◆ DOCUMENT SECTION ◆
..........

Tip of the Day: For a great YA read on a teen with a mother who hoards, check out DIRTY LITTLE SECRETS by C. J. Omololu. I couldn't put this book down!
I recently attended a workshop by a woman who is a professional declutterer. People call her and she helps them organize their homes/offices, and decide what to keep and what to toss from their living spaces.
As I get ready to move to my new house, one thing that she said about how to decide what to keep and what to toss particularly struck me. She said if you come across an item that you kept because a) Great Grandma Bernice gave it to you, b) it's from elementary school and is cool bc it's really old, c) it might be worth something some day, or d) insert some other random reason here, ONLY hold onto it longer IF YOU HAVE A POSITIVE MEMORY/STORY ASSOCIATED WITH IT.

..........

Point-based annotation data
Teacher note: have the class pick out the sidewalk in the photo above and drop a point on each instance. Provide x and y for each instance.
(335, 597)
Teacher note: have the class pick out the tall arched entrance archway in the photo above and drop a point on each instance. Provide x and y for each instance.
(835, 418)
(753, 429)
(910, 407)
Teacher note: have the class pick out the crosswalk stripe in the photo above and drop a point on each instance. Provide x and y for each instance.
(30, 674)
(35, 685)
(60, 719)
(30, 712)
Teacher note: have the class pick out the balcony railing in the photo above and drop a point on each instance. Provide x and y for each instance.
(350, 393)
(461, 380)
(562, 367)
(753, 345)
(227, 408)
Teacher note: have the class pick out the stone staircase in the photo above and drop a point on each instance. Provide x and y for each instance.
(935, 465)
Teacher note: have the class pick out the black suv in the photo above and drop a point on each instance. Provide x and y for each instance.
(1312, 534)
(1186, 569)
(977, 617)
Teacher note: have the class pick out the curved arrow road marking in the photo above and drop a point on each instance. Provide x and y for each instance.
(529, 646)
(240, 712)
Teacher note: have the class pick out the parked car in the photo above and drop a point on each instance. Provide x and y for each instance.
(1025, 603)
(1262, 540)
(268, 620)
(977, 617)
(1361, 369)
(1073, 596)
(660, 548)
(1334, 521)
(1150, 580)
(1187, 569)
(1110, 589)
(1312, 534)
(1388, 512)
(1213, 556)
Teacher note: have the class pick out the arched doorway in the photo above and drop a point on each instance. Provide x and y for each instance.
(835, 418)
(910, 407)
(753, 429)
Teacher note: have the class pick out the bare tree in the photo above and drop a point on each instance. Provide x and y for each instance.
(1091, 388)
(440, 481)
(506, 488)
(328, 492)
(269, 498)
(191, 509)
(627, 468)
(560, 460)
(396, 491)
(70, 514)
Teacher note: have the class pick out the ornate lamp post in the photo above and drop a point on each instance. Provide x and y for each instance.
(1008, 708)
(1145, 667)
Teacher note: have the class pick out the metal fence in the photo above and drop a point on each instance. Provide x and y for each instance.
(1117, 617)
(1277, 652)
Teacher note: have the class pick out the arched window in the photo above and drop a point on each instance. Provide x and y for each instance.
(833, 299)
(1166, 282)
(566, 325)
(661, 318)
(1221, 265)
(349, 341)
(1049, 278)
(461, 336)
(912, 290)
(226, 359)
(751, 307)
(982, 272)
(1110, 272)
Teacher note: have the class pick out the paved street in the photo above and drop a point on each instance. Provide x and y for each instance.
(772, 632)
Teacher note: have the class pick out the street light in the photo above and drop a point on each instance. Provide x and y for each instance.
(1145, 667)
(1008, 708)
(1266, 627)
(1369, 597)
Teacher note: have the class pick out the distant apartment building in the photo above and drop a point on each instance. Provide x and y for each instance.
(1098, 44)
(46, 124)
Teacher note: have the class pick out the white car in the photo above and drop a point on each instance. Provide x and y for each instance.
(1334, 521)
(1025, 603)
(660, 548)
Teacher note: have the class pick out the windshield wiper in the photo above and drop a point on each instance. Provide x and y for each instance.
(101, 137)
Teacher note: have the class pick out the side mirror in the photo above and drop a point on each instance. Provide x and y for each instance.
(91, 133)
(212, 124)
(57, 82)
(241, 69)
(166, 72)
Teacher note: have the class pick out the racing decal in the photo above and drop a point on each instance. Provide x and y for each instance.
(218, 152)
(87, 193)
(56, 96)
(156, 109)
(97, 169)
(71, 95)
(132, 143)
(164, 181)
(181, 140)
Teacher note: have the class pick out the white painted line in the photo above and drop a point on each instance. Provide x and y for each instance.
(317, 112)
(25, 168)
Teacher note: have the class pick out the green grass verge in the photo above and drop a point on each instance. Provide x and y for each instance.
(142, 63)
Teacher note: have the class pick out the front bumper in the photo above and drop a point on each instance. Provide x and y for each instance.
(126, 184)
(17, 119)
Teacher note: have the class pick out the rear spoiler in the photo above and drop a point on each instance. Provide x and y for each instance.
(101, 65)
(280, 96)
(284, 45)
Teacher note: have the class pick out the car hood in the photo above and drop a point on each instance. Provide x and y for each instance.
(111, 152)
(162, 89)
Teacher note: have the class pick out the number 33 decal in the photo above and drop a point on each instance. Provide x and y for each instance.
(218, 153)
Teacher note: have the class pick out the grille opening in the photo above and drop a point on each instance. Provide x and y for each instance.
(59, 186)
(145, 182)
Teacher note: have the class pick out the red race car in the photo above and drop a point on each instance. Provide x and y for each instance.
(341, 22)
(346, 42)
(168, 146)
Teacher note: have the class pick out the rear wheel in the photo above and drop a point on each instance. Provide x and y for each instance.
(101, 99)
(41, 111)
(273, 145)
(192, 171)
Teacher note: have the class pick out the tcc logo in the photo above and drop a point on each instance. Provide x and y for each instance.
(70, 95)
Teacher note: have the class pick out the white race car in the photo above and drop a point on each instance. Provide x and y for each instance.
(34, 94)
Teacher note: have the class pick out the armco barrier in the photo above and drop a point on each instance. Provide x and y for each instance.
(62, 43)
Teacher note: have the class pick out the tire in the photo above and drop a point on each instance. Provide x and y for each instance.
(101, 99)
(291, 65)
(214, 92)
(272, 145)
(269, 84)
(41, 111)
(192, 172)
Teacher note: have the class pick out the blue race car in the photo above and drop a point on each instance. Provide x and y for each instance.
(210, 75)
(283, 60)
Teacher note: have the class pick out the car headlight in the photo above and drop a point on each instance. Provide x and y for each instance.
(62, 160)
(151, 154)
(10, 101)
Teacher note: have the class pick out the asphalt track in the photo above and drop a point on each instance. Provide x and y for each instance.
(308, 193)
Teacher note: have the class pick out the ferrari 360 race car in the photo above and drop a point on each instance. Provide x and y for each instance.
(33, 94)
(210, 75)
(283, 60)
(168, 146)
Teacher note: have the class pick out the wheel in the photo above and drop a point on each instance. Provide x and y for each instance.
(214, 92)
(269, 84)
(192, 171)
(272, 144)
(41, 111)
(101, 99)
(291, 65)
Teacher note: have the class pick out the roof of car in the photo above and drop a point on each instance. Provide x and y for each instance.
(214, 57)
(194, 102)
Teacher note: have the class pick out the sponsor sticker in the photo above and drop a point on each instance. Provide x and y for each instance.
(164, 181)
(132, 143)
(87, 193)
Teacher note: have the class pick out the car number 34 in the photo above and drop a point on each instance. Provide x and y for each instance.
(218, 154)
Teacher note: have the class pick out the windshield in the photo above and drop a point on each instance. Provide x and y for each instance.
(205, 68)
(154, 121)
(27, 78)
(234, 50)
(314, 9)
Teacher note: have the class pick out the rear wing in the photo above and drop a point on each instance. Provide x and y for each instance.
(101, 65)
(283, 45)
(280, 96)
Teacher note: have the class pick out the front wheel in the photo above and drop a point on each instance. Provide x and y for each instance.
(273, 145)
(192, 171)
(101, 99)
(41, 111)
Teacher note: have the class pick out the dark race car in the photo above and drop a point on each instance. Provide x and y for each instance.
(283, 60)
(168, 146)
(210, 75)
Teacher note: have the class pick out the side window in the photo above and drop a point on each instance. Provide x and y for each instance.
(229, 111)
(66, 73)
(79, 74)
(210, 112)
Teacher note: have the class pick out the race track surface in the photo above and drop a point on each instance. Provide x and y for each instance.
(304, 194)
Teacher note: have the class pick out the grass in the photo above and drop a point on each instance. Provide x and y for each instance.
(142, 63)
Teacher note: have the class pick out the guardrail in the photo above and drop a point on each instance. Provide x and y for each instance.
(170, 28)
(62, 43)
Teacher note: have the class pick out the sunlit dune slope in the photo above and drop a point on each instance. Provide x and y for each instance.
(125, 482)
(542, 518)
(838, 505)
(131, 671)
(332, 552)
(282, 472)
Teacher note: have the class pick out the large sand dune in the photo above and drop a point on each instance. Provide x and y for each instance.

..........

◆ TASK INSTRUCTIONS ◆
From the decluttering post, write out the passage from "I recently attended" up to and including "their living spaces.", word for word.

◆ PROBLEM SOLUTION ◆
I recently attended a workshop by a woman who is a professional declutterer. People call her and she helps them organize their homes/offices, and decide what to keep and what to toss from their living spaces.